**TASK STATEMENT**
Write the records out again exactly, but without pictures.

Data entries:

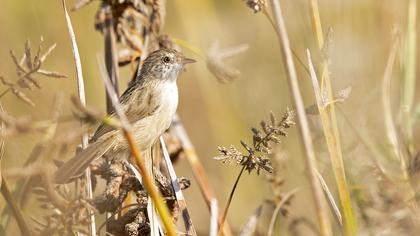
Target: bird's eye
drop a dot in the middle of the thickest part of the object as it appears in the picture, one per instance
(166, 59)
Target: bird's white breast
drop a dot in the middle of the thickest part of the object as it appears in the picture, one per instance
(148, 129)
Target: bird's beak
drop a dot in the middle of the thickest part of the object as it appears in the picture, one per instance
(186, 60)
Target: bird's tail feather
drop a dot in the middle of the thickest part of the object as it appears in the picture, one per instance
(79, 163)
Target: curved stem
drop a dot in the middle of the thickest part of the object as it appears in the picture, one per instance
(223, 218)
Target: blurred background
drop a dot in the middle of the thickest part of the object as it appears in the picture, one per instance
(361, 35)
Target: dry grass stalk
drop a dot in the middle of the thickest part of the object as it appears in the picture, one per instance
(321, 208)
(276, 211)
(190, 230)
(214, 215)
(82, 98)
(198, 170)
(23, 226)
(409, 73)
(330, 127)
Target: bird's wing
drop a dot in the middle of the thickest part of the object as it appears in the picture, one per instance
(138, 101)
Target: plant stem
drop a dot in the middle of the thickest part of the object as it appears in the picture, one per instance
(320, 204)
(223, 217)
(23, 226)
(330, 128)
(82, 98)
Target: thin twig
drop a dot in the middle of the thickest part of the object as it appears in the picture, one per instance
(111, 60)
(321, 208)
(23, 226)
(82, 98)
(330, 199)
(197, 167)
(177, 190)
(225, 211)
(214, 215)
(277, 210)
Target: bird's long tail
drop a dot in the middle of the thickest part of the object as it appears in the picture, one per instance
(76, 166)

**FINISHED EXERCISE**
Target: bird's eye
drop a dot in the middle of the thickest part of the object as it appears in the picture, one per instance
(166, 59)
Target: bird's white breast
drop a dot in the middle of the thickest part of the object as it appears in the picture, one per instance
(148, 129)
Target: bird's beak
drop a dot in the middle of the thickest part of the object as it appears in the picture, one per instance
(186, 60)
Target: bird's tail feather
drop a dot in the middle of the thickest part of the object as it appears in the picture, one per instance
(79, 163)
Target: curved stem
drop a dot in the middle of the thickest part of the object as it appears in the picture, one per instance
(223, 218)
Target: blurred background
drop a dot in the middle of the thickest part of the object as it appears in the picture, one per instance
(361, 35)
Target: dry grass stalk
drop a dot in the middle of the thickest part of the object as it appears in the picture, one per instance
(321, 208)
(276, 211)
(190, 230)
(214, 215)
(82, 98)
(198, 170)
(23, 226)
(409, 73)
(330, 127)
Target: bird's wing
drop a dot in the middle of the thickest part of the object as it appears in the picture, one per instance
(138, 101)
Target: plant stem
drop a dot in the middle of the thickest part of the object as it appears in the picture, one per instance
(320, 204)
(223, 217)
(23, 226)
(330, 128)
(82, 98)
Target: thin twig
drop a dot in the middle of the thickest part of the object as it appears in the picture, one per instance
(111, 60)
(321, 208)
(23, 226)
(82, 98)
(330, 199)
(197, 167)
(177, 190)
(225, 211)
(214, 215)
(277, 210)
Target: bird's long tail
drop a dot in the middle of the thickest part of the object as it appears in the picture, one per instance
(76, 166)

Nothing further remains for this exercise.